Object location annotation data
§

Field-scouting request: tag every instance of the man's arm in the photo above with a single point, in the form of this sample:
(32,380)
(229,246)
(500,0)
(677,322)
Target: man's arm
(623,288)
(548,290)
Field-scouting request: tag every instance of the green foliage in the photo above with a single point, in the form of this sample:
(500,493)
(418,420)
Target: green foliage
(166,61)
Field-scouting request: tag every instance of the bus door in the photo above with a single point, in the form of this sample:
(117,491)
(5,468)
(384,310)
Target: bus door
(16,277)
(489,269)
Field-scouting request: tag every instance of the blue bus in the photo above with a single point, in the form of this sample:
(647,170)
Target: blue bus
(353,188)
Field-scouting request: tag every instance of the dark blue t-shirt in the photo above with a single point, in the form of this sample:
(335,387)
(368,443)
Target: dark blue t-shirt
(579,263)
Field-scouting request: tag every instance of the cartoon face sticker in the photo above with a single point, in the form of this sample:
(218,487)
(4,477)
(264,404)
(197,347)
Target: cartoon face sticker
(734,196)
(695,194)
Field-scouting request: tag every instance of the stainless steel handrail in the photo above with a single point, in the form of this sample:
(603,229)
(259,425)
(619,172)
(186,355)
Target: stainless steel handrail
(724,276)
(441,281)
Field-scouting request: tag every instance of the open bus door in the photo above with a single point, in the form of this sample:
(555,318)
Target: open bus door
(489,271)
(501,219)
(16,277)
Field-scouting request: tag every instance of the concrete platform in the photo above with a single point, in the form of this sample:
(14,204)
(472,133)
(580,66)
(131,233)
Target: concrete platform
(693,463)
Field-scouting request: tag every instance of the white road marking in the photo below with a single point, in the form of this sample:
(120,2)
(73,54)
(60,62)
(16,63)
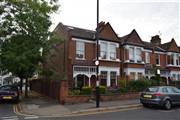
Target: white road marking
(31,117)
(10,118)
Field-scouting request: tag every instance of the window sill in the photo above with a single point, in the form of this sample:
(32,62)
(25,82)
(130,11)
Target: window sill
(116,60)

§

▸ **Instructions for the task**:
Copy all of the entries above word for word, leaving out the pictures.

▸ **Solved problem**:
Field-scouting request: tag every instance of the man's arm in the photo above with a single point, in the form of this sample:
(32,380)
(229,246)
(500,0)
(677,322)
Target: man's arm
(623,288)
(548,290)
Field-scouting request: tag every instance of the green foliage in the photo above with a single point, in the form of this sample:
(500,493)
(418,420)
Target: green foliage
(166,61)
Field-scouting request: tag every instance of the bus door in the photo above with a single point, in the form of this sample:
(117,491)
(5,468)
(384,310)
Target: bus door
(16,277)
(489,269)
Field-scouting request: tag every instance of the blue bus in the photo above with a single point, in the form of this sample:
(647,170)
Target: blue bus
(353,188)
Field-scouting request: tag every instance of the dark blue t-shirt in the photo above with a single point, in the form of this sample:
(335,387)
(368,443)
Target: dark blue t-shirt
(579,263)
Field-scouting request: tag every instance of the cartoon face sticker in the photo above with a single point, in the form of this sample:
(218,487)
(4,477)
(264,404)
(197,347)
Target: cartoon face sticker
(734,196)
(695,194)
Field-scouting request: tag every instance of the stainless steel handrail in the photo above with a single point, in the form of this sample:
(603,229)
(259,425)
(619,172)
(186,355)
Target: stainless steel handrail
(724,276)
(441,281)
Field-scouting request: tag every instance of the open bus door in the photo above with a single point, in the form of this sample:
(555,318)
Target: open bus door
(489,271)
(501,219)
(16,277)
Field-scouting request: tag every instance of the concrete platform in the photo above with a single point, in the form of this sample:
(14,204)
(472,133)
(580,66)
(131,233)
Target: concrete platform
(693,463)
Field-scouting request: tag every instance of the white road marking in the photo below with a single point, in the form of this sample:
(120,2)
(73,54)
(60,62)
(16,63)
Target: white road marking
(31,117)
(10,118)
Field-scouting request: tag every instance of the window sill in the photo above with a single point, in the form of this sample:
(32,62)
(25,82)
(130,11)
Target: window sill
(116,60)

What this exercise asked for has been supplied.